* [WHAT THE TASK ASKS]:
Every record that follows is to be copied exactly, with the pictures omitted.

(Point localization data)
══════
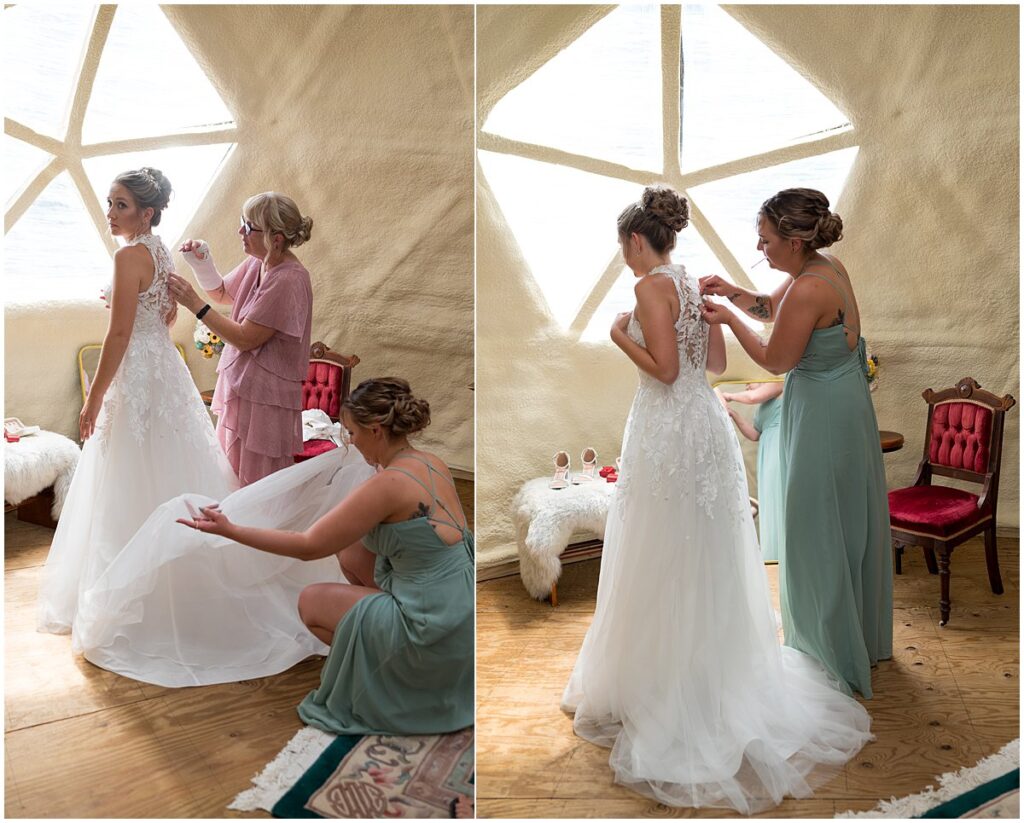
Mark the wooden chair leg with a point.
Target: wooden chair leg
(943, 587)
(992, 561)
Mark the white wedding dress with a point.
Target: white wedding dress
(155, 600)
(681, 673)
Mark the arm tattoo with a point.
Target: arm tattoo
(762, 307)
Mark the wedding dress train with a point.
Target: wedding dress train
(681, 673)
(154, 600)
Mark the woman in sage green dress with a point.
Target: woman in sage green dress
(401, 631)
(765, 432)
(835, 561)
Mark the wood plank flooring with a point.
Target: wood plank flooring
(84, 742)
(949, 696)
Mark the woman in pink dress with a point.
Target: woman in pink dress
(258, 398)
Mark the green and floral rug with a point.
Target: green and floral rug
(988, 790)
(377, 776)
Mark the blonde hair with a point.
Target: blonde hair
(803, 214)
(659, 215)
(150, 189)
(388, 402)
(278, 214)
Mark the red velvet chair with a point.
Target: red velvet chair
(963, 440)
(328, 382)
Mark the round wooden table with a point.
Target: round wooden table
(891, 441)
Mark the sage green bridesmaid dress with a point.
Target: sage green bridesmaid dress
(401, 660)
(836, 558)
(767, 421)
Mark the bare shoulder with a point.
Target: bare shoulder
(653, 286)
(823, 265)
(133, 261)
(133, 255)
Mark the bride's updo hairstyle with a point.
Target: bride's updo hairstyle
(278, 214)
(389, 403)
(150, 189)
(803, 214)
(659, 215)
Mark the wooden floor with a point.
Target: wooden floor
(84, 742)
(949, 696)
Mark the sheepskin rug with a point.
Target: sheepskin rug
(36, 462)
(545, 520)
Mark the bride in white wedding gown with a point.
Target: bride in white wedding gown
(139, 595)
(681, 673)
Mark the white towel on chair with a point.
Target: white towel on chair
(37, 462)
(317, 426)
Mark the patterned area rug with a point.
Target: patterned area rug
(377, 776)
(990, 789)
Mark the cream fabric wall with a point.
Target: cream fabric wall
(364, 116)
(931, 211)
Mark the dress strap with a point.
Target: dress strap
(846, 302)
(453, 521)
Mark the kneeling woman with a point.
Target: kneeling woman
(401, 631)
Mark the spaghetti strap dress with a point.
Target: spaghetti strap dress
(767, 420)
(401, 660)
(836, 581)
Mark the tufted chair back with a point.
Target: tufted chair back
(329, 380)
(964, 438)
(961, 436)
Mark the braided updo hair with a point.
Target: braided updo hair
(803, 214)
(150, 189)
(659, 215)
(389, 403)
(278, 214)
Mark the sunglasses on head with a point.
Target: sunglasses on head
(248, 227)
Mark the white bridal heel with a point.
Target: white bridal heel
(561, 478)
(589, 473)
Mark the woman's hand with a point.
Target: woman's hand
(721, 398)
(717, 285)
(716, 313)
(87, 418)
(209, 519)
(182, 292)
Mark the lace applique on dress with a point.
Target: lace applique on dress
(677, 430)
(153, 386)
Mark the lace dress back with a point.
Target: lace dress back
(681, 673)
(151, 599)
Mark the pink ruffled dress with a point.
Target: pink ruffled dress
(258, 399)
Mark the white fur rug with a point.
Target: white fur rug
(37, 462)
(285, 771)
(951, 785)
(545, 520)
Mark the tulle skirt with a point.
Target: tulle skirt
(179, 607)
(681, 673)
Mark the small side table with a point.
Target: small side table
(545, 521)
(891, 441)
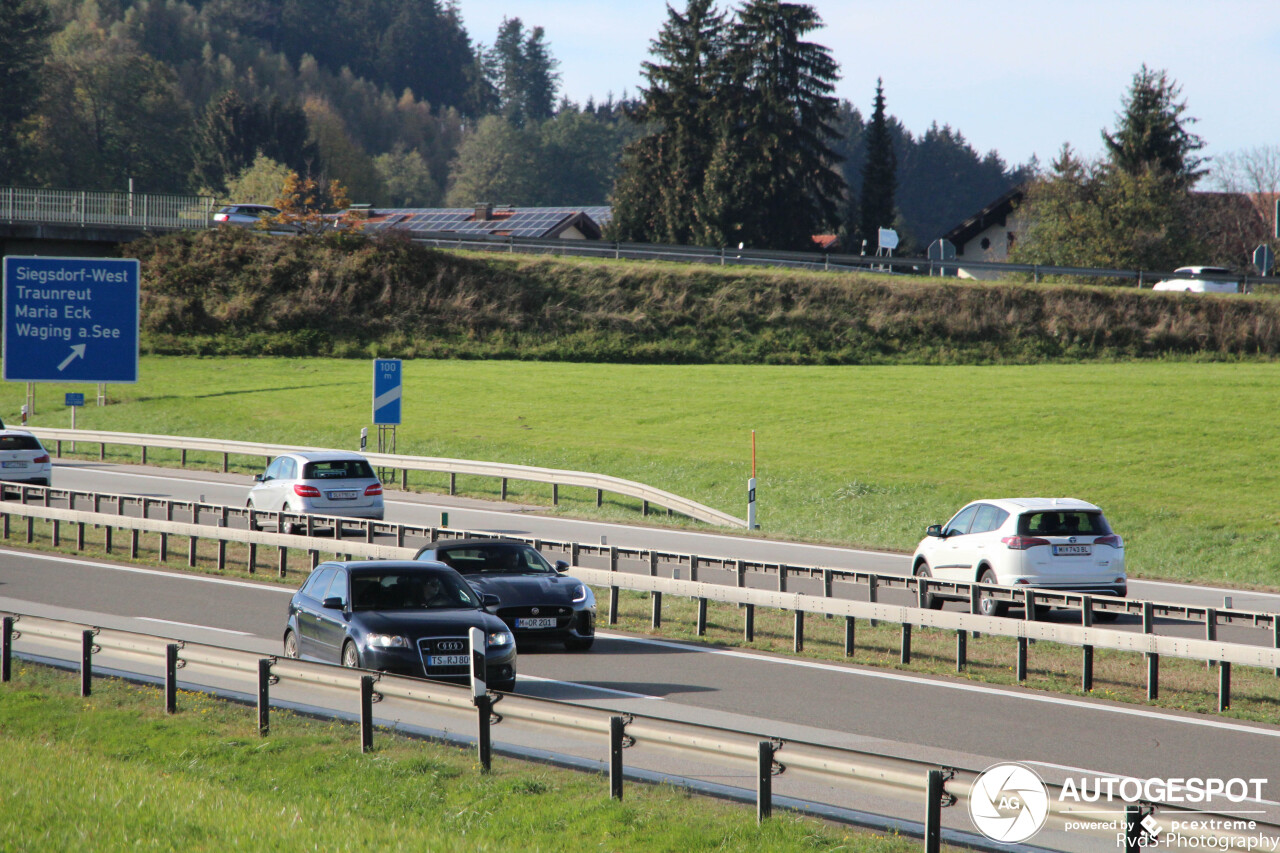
══════
* [FINISHED TASK]:
Mark the wooden chair leg with a point.
Target: wooden chair leg
(943, 587)
(992, 561)
Mark the white wedding dress with a point.
Target: white wedding dress
(155, 600)
(681, 673)
Mark the arm tattoo with a point.
Target: arm tattoo
(762, 307)
Mark the wedding dress train with a point.
Target: wedding dress train
(681, 673)
(154, 600)
Mark the woman in sage green dress with a point.
Target: woman in sage green dress
(401, 631)
(765, 432)
(835, 561)
Mark the wood plank flooring with a point.
Target: wood plank flooring
(84, 742)
(949, 696)
Mark the woman in pink dress with a point.
Target: woman in pink dress
(258, 398)
Mark the green and floral rug with a point.
Target: green and floral rug
(988, 790)
(377, 776)
Mark the blonde hair with a point.
Target: blonde hair
(803, 214)
(659, 215)
(150, 189)
(388, 402)
(278, 214)
Mark the red velvet chair with a point.
Target: red velvet chair
(963, 440)
(328, 382)
Mark the round wooden table with a point.
Target: round wooden table
(891, 441)
Mark the sage green bridesmaid dress with a point.
Target: sage green bridesmaid dress
(401, 660)
(836, 558)
(767, 421)
Mark the bare shoulder with a point.
Target: bare shoulder
(653, 286)
(823, 265)
(133, 261)
(133, 255)
Mark the bride's updo hairstyle with a point.
Target: bride's updo hairstyle
(278, 214)
(389, 403)
(150, 189)
(803, 214)
(659, 215)
Mark the wooden floor with a point.
Target: wooden floor
(84, 742)
(949, 696)
Mark the sheepskin rug with a point.
Target: sheepskin rug
(36, 462)
(545, 520)
Mark the bride in white wedding gown with a point.
Target: bride in white wedding gown
(139, 595)
(681, 673)
Mark the white towel on chair with a point.
Target: white towel on chair
(37, 462)
(317, 426)
Mark the patterned area rug with a point.
Target: patterned area rug
(377, 776)
(990, 789)
Mark the cream fabric wall with a point.
Target: cream fabric wall
(364, 116)
(931, 211)
Mark the dress strap with a point.
Target: dress strap
(846, 302)
(453, 521)
Mark the kneeling woman with a point.
Target: kneeling woman
(401, 631)
Mark the spaghetti strap dress with a point.
Target: spaghetti strap dress
(767, 420)
(401, 660)
(836, 581)
Mark the tufted chair back with a point.
Target: tufted chair back
(329, 380)
(964, 438)
(961, 436)
Mark the braided updo hair with a point.
Target: braided updo hair
(803, 214)
(150, 189)
(659, 215)
(389, 403)
(278, 214)
Mark the sunglasses on head with a point.
Target: sunglasses on head
(248, 227)
Mark the white bridal heel with a point.
Target: white bridal heel
(561, 478)
(589, 473)
Mark the woman's hand with a point.
Target: woman's hand
(721, 398)
(717, 285)
(716, 313)
(87, 418)
(209, 519)
(182, 292)
Mark the lace applique on dress with a point.
Target: lace applique on dress
(677, 430)
(153, 386)
Mark the lace dress back with a point.
Target: lace dress back
(681, 673)
(151, 599)
Mark the pink ruffled dress with a point.
Target: pink ruffled dress
(258, 399)
Mark the white fur rug with a point.
Target: white fur rug
(37, 462)
(285, 771)
(951, 785)
(545, 520)
Mark the tulle skirt with a point.
Target: tulle skirt
(179, 607)
(681, 673)
Mark the small side table with a point.
Target: small side table
(545, 521)
(891, 441)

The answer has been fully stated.